═════ Exercise material ═════
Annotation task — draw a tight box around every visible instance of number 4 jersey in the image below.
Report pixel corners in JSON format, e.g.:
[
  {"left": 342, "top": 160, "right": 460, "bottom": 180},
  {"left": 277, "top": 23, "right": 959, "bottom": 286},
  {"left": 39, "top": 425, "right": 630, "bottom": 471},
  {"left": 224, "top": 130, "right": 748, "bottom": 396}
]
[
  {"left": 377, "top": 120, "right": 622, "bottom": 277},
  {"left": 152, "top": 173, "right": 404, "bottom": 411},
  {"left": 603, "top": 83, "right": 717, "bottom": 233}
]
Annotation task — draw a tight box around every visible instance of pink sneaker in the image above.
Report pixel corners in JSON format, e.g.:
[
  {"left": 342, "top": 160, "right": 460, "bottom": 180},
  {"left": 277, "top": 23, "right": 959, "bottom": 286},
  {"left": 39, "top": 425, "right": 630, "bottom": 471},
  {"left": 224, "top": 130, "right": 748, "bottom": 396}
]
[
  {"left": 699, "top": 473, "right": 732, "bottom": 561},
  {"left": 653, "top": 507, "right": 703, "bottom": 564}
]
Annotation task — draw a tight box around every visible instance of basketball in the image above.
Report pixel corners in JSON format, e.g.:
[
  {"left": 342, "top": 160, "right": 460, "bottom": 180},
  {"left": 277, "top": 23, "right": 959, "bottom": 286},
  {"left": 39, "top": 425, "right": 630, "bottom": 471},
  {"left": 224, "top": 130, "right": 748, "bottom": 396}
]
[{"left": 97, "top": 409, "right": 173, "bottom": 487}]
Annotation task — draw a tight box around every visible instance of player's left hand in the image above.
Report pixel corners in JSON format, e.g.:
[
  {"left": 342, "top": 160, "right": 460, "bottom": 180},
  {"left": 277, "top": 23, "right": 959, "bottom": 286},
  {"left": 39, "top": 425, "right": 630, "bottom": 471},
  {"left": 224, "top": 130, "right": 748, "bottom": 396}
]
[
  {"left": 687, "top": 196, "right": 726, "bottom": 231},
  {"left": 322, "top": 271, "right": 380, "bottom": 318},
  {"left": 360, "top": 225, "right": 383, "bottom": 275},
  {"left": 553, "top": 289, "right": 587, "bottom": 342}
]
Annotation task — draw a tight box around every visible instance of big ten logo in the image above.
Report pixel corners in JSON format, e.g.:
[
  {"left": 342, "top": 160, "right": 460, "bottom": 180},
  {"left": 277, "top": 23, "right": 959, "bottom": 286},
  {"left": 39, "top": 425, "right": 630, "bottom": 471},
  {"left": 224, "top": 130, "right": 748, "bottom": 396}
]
═════
▶ What is needed: Reproduce all of the entries above word for word, from the first line to the last.

▶ Response to this task:
Annotation task — draw a tight box around every visible instance of number 4 jersey in the image below.
Report pixel corners in JSON format, e.g.:
[
  {"left": 342, "top": 160, "right": 460, "bottom": 180},
  {"left": 277, "top": 23, "right": 959, "bottom": 286},
  {"left": 39, "top": 425, "right": 630, "bottom": 471},
  {"left": 224, "top": 130, "right": 748, "bottom": 396}
]
[
  {"left": 377, "top": 120, "right": 622, "bottom": 277},
  {"left": 152, "top": 173, "right": 404, "bottom": 411},
  {"left": 603, "top": 83, "right": 717, "bottom": 233}
]
Annotation task — draw a tight box around every visible instance of pink sneaker in the image above.
Report pixel corners in JSON format, e.g.:
[
  {"left": 342, "top": 160, "right": 460, "bottom": 180},
  {"left": 277, "top": 23, "right": 959, "bottom": 286},
  {"left": 39, "top": 425, "right": 630, "bottom": 471},
  {"left": 224, "top": 130, "right": 748, "bottom": 396}
]
[
  {"left": 699, "top": 473, "right": 732, "bottom": 561},
  {"left": 653, "top": 507, "right": 703, "bottom": 564}
]
Annotation task — draw a tight box around every visible instance of basketball in the image above.
Report pixel corners in JSON format, e.g.:
[
  {"left": 342, "top": 160, "right": 460, "bottom": 180},
  {"left": 277, "top": 23, "right": 959, "bottom": 286},
  {"left": 39, "top": 425, "right": 630, "bottom": 471},
  {"left": 224, "top": 130, "right": 748, "bottom": 396}
]
[{"left": 97, "top": 409, "right": 173, "bottom": 487}]
Annotation task — draw a tight box around every visible instance of player's left hand in the image above.
Report pixel corners in JSON format, e.g.:
[
  {"left": 342, "top": 160, "right": 460, "bottom": 180},
  {"left": 277, "top": 23, "right": 959, "bottom": 286},
  {"left": 39, "top": 425, "right": 630, "bottom": 471},
  {"left": 224, "top": 130, "right": 748, "bottom": 396}
]
[
  {"left": 687, "top": 196, "right": 726, "bottom": 231},
  {"left": 322, "top": 271, "right": 380, "bottom": 318},
  {"left": 360, "top": 225, "right": 383, "bottom": 275},
  {"left": 553, "top": 289, "right": 587, "bottom": 342}
]
Annotation task — draw a tight box around every visible instance of big ten logo in the image above.
Report pixel corners in JSON format, e.g.:
[
  {"left": 342, "top": 160, "right": 460, "bottom": 180},
  {"left": 277, "top": 23, "right": 959, "bottom": 286},
  {"left": 39, "top": 425, "right": 630, "bottom": 471},
  {"left": 224, "top": 130, "right": 748, "bottom": 396}
]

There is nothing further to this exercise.